--- What is being asked ---
Copy out the stretch of entries from the line containing "put a marker on the distant tree line" through the end of the entries, requests included, and shift every coordinate in the answers by adding 105 to each number.

--- Entries provided ---

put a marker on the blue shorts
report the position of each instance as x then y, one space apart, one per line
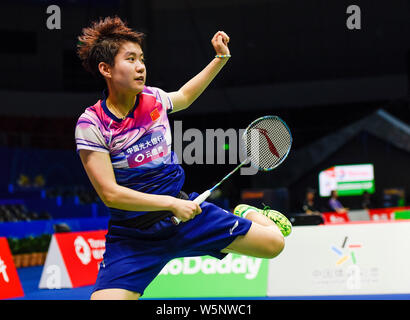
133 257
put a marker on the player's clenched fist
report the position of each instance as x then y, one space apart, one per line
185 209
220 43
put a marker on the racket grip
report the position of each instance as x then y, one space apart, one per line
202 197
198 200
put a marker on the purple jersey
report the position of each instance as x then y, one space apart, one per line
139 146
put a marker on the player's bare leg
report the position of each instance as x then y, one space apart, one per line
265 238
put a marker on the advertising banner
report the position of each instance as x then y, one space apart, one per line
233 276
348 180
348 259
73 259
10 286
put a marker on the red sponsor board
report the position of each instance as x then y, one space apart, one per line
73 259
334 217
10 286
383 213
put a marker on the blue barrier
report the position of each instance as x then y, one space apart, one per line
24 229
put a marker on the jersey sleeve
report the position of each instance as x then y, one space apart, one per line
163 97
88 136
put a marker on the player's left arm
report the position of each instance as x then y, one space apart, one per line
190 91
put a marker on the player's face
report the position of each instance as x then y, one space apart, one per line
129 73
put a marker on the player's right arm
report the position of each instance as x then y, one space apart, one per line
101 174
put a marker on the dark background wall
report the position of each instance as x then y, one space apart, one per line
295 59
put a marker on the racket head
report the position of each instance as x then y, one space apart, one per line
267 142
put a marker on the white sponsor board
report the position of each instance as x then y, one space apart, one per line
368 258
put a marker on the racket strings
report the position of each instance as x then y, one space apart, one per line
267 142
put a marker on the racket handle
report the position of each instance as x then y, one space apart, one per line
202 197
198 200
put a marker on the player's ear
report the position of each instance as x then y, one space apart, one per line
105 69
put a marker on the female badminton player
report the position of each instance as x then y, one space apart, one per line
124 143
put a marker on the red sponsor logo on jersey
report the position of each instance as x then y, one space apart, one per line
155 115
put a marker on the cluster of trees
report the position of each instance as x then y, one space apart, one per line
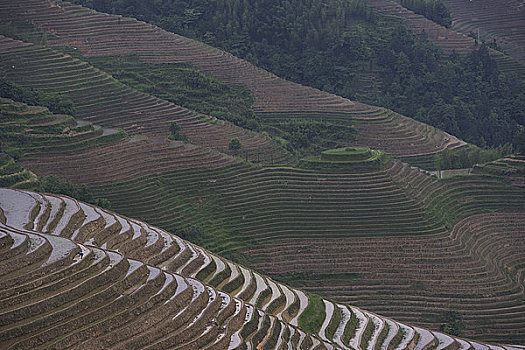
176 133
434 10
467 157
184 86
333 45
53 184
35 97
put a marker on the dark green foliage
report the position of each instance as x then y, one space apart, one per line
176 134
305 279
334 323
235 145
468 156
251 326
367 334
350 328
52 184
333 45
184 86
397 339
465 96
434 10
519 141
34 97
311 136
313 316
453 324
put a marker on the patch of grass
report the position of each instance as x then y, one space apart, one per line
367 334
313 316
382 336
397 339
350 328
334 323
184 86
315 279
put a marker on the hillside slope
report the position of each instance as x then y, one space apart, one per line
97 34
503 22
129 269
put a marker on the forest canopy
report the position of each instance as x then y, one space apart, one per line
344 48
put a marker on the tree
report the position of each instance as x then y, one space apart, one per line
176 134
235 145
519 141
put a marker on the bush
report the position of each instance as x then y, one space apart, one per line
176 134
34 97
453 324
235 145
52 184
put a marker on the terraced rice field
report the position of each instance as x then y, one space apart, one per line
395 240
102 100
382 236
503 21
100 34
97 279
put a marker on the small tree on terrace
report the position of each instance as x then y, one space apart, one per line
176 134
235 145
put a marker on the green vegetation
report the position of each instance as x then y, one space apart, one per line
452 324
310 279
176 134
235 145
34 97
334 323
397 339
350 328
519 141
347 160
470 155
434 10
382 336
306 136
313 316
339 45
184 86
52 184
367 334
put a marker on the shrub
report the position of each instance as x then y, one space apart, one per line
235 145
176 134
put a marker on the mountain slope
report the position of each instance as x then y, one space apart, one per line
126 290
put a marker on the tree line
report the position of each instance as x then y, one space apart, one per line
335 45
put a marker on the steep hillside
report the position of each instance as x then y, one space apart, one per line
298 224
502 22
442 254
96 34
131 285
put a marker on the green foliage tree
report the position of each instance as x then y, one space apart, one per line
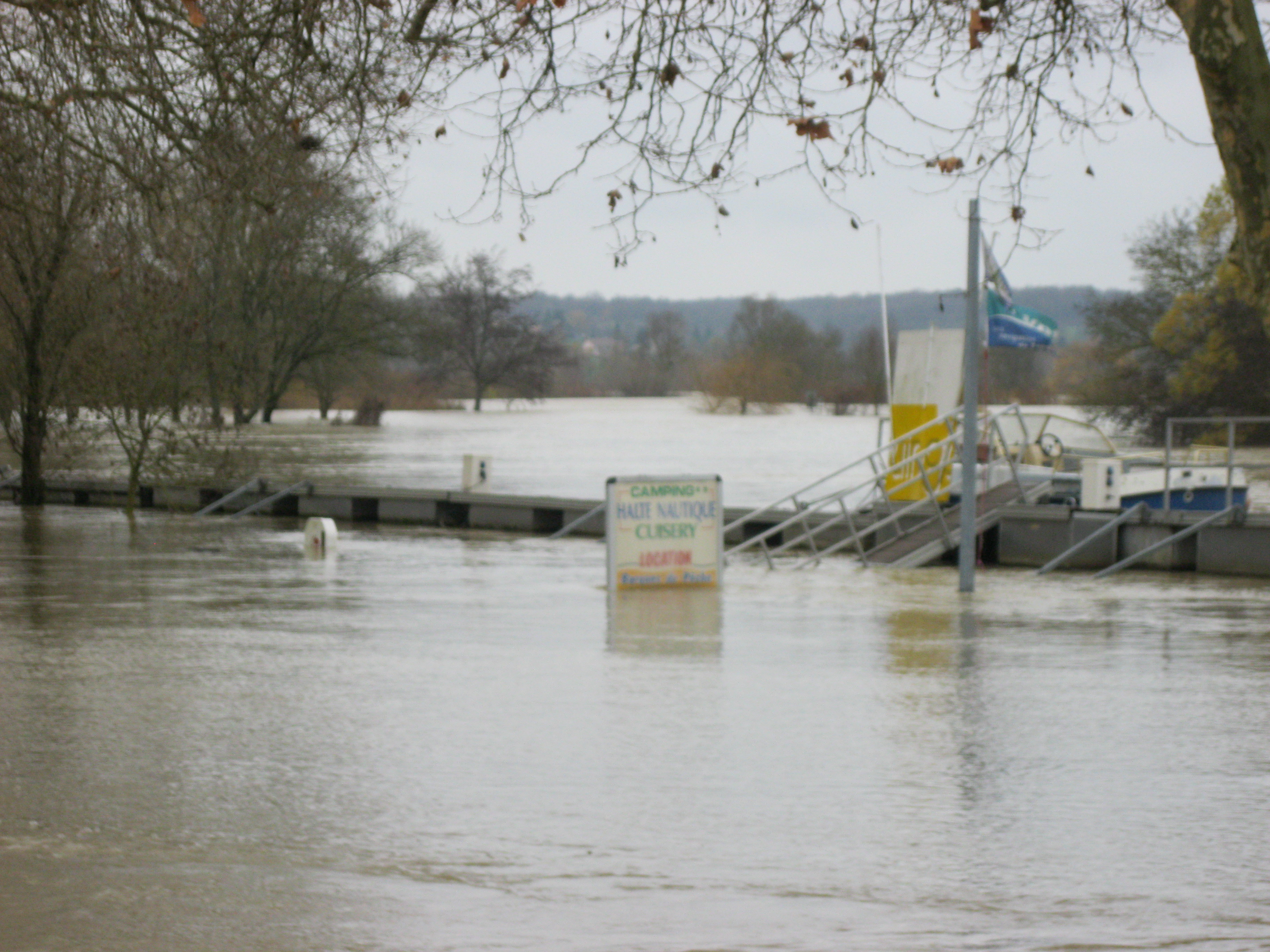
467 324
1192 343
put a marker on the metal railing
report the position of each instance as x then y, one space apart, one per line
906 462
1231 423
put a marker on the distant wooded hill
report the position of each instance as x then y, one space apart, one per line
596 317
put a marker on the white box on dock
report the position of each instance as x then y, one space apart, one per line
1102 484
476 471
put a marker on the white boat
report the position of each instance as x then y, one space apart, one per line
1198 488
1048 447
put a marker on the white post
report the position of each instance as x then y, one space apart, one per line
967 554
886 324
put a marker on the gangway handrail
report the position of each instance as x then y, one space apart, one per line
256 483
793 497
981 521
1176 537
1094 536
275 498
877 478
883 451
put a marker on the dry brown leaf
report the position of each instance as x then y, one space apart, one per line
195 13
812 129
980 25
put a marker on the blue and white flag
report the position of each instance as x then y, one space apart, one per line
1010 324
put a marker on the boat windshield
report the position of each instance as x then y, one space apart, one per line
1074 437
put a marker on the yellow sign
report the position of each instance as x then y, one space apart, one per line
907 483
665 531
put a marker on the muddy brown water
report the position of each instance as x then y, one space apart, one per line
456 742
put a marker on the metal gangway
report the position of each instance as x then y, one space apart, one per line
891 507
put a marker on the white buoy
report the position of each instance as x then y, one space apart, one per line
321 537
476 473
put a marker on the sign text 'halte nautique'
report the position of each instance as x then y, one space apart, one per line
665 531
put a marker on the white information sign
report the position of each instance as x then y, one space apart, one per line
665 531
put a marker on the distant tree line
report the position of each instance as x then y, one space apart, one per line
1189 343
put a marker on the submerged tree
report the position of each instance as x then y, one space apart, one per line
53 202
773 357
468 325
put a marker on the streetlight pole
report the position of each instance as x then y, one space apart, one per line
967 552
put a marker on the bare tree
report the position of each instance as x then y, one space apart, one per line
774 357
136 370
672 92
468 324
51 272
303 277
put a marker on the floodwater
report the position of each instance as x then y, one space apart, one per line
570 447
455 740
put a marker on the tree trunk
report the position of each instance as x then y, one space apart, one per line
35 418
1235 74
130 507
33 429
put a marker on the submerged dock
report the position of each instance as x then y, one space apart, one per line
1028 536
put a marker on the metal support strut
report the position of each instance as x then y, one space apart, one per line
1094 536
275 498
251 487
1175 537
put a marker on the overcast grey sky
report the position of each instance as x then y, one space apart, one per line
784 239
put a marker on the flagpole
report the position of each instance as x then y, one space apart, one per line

--- Task solution ---
put a marker on the distant tree line
report the position of each instance as x then y, one space apart, one per line
1294 448
put a marker on the submerged tree
report the position of each instance as x then y, one space apart, one per line
158 307
878 462
573 430
put a marker on the streetlight pole
report the position of each instance as x then y, one space apart, one per line
1072 657
put a marker on the bare tree
report the position of each instance as x then y, one space apart, one per line
879 462
241 475
777 197
573 429
156 377
408 382
put a marker on the floodwater
report the position of each instance as x then y, one space apart, one per line
675 552
560 845
put a marker on the tree trunk
report the position of each instance as x then y, one space apart, one per line
140 523
1340 179
235 612
138 534
put a marker on the submerged dock
report the position of each instance as x then y, one space apart, one per line
1133 641
put a marker on the metal support strut
report the position of each instance as x then y, one space apart, one per line
1199 641
380 603
356 592
1280 642
put a marker on the overcast grey sky
report the position of each instance as x then y, one space apart, one per line
889 344
put a marker on the flagpole
report the position of each instance as x then y, one space apart, one per line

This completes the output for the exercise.